Lastly, food is important for students to be happy. The article, “Understanding the Science of Eating and Happiness,” written by Julia Sweeney states that the sight, smell, and taste of food can release a neurotransmitter in your brain called dopamine, a chemical that makes one feel happiness.

“We’re innately pleasure-seekers, and studies like this one have shown that certain foods—such as sugar, salt, and fat—are potent natural reward-drivers,” Sweeney said.

Ultimately, students need to have the proper nutrition for a healthy lifestyle and it is greatly beneficial to those who cannot afford lunch everyday to obtain free meals at BVH. Students need free meals to be happy, to enjoy school and be successful while doing so.



BY: Grace Na, Opinion Editor

On Feb. 10, the bill advocating for all students in California to receive free school lunches, formally known as the Free School Meals For All Act of 2021, was first introduced. On July 9, it was signed into law by California’s Governor Gavin Newsom, Bonita Vista High (BVH) is one of the many high schools in California that are included in the bill that was enacted. Although many students benefit from the introduction of free lunch, it is a practice that should not be implemented because of the long-term consequences.

BVH students have witnessed some of their peers throwing the food they received from the cafeteria away even when it was untouched. With school lunches being provided for free, wasting food resources will be more common.

Food waste can lead to harmful impacts on the environment. According to “Fight climate change by preventing food waste,” by World Wildlife, when people waste food they also waste the energy and water that is used to grow, harvest, transport and package them. If it goes to the landfill and rots, it produces methane—a greenhouse gas even more potent than carbon dioxide. Methane is the primary contributor to the formation of ground-level ozone, which causes one million premature deaths every year.

——————

What you need to do –
#1 Please quote the school lunch passage word for word, starting at "BVH students have" and ending at "deaths every year.".
#2 Answer these from the school lunch passage:
(a) What neurotransmitter can the sight, smell, and taste of food release?
(b) On what date was the Free School Meals For All Act of 2021 signed into law?
(c) What gas does rotting food in a landfill produce?
#3 Carry on writing the school lunch passage, beginning right after its final sentence.

Data extract –
——————

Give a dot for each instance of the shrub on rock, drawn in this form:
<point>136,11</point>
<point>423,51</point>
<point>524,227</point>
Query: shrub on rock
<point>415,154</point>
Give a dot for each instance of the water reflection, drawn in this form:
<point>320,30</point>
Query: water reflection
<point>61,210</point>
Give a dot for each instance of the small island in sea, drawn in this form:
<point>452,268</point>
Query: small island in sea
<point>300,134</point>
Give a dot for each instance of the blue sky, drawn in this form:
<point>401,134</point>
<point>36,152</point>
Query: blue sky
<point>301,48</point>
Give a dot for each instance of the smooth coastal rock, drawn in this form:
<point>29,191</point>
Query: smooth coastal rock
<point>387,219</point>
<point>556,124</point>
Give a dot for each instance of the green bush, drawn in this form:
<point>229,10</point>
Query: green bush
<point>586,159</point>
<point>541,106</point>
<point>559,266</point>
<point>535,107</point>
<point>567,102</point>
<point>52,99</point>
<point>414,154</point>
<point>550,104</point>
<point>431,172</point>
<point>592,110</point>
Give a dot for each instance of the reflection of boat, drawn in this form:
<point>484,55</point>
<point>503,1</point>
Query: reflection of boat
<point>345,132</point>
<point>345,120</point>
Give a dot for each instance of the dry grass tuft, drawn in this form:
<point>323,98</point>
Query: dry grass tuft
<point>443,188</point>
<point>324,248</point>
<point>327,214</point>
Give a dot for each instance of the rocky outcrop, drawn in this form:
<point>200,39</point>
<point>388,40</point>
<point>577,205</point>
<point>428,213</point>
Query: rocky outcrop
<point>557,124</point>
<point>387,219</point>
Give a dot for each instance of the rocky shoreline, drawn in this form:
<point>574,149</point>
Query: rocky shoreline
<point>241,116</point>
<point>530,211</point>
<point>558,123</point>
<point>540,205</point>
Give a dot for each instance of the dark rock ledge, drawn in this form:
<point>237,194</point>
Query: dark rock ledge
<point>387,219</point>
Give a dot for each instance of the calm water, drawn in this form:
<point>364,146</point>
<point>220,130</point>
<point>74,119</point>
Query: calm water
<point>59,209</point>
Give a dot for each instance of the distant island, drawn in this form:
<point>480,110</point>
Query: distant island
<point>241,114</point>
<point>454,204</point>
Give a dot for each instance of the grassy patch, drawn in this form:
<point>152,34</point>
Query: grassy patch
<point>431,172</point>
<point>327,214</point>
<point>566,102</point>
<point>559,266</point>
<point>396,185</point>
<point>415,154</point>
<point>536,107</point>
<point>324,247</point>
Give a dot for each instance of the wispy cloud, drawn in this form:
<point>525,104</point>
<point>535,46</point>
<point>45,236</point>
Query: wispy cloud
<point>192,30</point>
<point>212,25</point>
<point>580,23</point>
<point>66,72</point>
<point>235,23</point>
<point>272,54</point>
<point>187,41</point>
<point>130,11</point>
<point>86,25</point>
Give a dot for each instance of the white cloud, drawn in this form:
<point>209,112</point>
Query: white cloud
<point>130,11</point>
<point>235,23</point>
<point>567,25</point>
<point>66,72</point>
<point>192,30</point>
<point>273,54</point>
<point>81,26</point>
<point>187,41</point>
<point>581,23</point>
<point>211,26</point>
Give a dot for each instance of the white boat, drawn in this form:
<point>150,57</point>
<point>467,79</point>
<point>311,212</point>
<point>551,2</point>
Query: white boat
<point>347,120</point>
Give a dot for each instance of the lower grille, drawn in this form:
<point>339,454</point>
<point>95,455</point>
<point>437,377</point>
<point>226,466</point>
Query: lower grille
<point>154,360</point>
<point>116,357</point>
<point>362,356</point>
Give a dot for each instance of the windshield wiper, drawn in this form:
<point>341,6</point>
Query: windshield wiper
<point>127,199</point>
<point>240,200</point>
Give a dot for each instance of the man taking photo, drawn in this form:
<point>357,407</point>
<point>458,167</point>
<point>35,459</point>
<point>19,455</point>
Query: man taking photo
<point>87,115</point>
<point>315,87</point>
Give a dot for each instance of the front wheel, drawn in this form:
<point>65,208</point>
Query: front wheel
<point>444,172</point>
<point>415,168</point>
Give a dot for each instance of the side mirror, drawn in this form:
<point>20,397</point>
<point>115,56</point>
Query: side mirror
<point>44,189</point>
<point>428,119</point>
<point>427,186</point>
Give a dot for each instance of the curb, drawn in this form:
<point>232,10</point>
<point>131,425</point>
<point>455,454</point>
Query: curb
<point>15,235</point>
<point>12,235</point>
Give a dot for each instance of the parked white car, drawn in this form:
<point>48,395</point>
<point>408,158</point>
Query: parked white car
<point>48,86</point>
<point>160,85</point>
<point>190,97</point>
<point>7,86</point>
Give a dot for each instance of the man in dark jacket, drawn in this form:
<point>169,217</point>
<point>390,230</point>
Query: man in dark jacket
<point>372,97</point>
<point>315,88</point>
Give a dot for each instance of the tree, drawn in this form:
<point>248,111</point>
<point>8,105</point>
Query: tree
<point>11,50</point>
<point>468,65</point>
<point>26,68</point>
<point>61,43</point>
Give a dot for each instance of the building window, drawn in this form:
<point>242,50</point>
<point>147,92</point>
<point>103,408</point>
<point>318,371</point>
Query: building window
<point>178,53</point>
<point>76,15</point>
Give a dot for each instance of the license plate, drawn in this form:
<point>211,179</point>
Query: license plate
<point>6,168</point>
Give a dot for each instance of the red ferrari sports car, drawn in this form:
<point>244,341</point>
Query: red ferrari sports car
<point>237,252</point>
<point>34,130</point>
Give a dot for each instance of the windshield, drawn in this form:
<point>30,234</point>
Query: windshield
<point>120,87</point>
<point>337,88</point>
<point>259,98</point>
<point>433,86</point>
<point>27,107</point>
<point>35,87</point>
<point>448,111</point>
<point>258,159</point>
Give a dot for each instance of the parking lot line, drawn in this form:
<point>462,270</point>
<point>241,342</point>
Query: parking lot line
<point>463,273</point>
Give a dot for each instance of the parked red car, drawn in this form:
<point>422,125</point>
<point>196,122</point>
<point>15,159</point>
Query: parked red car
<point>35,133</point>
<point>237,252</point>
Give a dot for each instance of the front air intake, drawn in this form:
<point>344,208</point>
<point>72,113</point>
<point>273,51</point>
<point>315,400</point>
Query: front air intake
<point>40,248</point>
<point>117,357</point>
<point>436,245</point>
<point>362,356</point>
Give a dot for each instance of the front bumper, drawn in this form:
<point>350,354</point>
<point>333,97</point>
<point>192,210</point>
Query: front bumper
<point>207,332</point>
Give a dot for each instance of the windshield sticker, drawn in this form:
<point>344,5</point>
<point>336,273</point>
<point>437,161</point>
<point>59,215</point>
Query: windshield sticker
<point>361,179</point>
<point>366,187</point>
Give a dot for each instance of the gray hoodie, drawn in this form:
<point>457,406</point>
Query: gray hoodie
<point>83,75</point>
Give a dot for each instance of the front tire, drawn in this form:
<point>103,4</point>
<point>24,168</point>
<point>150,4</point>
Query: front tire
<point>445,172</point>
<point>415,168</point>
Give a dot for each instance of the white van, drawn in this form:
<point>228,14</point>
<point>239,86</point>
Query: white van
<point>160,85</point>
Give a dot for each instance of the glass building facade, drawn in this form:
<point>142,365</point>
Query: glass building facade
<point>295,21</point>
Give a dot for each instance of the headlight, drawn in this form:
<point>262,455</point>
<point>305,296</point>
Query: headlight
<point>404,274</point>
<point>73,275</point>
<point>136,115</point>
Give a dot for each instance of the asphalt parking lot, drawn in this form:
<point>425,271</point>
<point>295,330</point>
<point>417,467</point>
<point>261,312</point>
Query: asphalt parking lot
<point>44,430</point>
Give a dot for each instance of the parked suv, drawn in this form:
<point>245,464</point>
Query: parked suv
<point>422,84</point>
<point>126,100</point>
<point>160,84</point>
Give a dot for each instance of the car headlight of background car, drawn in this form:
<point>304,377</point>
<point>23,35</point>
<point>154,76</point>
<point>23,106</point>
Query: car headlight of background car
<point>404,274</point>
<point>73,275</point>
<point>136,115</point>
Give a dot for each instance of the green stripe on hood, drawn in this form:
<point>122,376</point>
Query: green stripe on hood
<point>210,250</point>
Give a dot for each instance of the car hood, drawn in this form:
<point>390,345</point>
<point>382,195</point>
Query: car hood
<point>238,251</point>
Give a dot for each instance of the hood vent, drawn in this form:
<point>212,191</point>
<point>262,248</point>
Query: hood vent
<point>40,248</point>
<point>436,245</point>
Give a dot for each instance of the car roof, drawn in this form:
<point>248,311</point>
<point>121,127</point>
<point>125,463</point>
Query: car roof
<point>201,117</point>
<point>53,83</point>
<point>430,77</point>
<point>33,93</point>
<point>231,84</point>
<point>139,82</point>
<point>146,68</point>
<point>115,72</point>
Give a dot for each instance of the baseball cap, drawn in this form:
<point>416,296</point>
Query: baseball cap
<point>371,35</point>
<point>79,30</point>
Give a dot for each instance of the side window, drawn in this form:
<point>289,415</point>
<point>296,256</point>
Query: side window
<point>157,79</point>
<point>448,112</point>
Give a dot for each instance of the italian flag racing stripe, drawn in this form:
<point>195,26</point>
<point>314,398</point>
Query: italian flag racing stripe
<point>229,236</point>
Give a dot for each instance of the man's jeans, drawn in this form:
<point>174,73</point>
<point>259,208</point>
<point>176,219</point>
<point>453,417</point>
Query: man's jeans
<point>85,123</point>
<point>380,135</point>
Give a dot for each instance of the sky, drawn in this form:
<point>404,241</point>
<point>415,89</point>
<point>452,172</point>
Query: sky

——————

Answers given –
#1
BVH students have witnessed some of their peers throwing the food they received from the cafeteria away even when it was untouched. With school lunches being provided for free, wasting food resources will be more common.

Food waste can lead to harmful impacts on the environment. According to “Fight climate change by preventing food waste,” by World Wildlife, when people waste food they also waste the energy and water that is used to grow, harvest, transport and package them. If it goes to the landfill and rots, it produces methane—a greenhouse gas even more potent than carbon dioxide. Methane is the primary contributor to the formation of ground-level ozone, which causes one million premature deaths every year.

#2
(a) Dopamine
(b) July 9
(c) Methane

#3
About 6 to 8 percent of all human-caused greenhouse gas emissions could be reduced if food waste is prevented. In the US alone, the production of lost or wasted food generates the equivalent of 32.6 million cars’ worth of greenhouse gas emissions.

In order to support students in the best possible way, schools should consider using the funds towards improving classrooms and campuses.”

— Grace Na

According to “School Waste Reduction Programs” by CalRecycle, schools in California generate about 562,442 tons of waste each year. These numbers will increase if schools continue to provide students with free meals. The amount of food waste caused by free meals will harm the environment by producing more heat and light energy. If schools are to truly advocate for a healthier planet, as student clubs like Green Team are already doing, then they need to take into consideration how free meals will be used by the student body.

Additionally, the investment in school lunches raises questions about the way schools distribute funding as well as what is taken as a priority. Currently, BVH needs to provide its students with an improved campus. That includes amenities like soap dispensers, trash cans, recycling bins and the reconstruction of several older classrooms. Instead of using the funds towards providing students with free meals that may ultimately go to waste, why not utilize it to improve school campuses? 

BVH’s students’ complaints regarding the lack of general supplies provided to them by the school could be addressed by distributing funds in a more strategic manner which is more likely to benefit the student body.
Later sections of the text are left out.